-- begin The data --
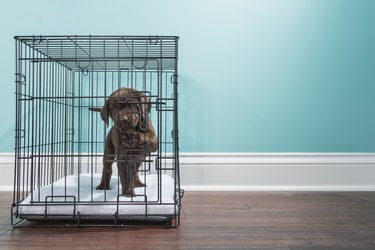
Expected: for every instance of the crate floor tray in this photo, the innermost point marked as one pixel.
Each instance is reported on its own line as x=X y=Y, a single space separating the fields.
x=76 y=194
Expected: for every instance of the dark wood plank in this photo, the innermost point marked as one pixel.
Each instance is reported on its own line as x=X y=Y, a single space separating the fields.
x=224 y=220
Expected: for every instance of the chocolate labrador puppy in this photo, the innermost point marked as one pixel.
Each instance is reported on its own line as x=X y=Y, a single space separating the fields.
x=130 y=140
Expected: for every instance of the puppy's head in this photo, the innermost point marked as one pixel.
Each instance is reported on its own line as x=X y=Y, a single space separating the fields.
x=128 y=108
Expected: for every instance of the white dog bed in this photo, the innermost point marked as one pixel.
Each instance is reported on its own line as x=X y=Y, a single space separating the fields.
x=155 y=199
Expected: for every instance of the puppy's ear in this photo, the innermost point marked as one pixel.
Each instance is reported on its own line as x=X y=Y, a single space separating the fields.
x=104 y=112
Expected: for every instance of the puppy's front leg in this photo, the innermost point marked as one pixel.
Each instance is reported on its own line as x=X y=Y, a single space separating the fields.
x=126 y=173
x=109 y=156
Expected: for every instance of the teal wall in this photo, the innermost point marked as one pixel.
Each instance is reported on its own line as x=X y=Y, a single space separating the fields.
x=255 y=76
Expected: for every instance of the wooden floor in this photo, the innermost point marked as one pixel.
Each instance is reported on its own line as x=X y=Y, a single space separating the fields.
x=230 y=220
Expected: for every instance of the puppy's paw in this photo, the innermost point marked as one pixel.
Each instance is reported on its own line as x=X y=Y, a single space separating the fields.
x=138 y=183
x=128 y=193
x=102 y=187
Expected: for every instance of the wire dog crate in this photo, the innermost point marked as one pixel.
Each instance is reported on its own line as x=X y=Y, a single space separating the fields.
x=60 y=142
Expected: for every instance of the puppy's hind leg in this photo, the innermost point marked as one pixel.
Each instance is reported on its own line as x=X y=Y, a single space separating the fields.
x=136 y=180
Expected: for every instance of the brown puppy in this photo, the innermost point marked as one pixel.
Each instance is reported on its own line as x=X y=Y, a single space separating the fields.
x=130 y=140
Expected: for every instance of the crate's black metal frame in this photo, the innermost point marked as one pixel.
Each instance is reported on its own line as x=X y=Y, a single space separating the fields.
x=57 y=79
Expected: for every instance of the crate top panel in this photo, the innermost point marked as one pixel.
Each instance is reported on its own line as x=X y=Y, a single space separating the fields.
x=101 y=53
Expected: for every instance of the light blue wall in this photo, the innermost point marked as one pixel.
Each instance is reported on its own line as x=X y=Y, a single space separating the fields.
x=262 y=75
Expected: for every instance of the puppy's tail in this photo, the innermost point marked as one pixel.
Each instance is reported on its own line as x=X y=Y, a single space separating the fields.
x=95 y=109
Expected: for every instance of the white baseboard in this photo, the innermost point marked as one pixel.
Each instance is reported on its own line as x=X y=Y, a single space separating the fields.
x=278 y=171
x=260 y=171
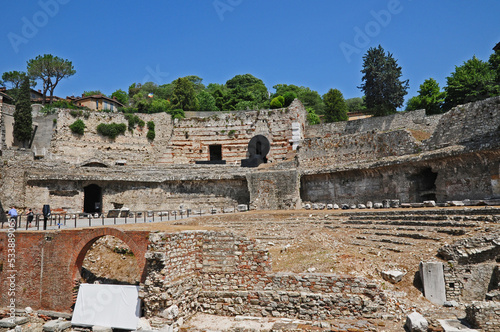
-- end The data --
List each line of the rows above that contains the string "wall", treating uppercase and lowercase as different.

* The completed task *
Expected: for every instance of the teal wall in this photo, the innermost point marked as one pixel.
Expected: for every instance of the light blue wall in this photo, the innermost point marked as one pixel.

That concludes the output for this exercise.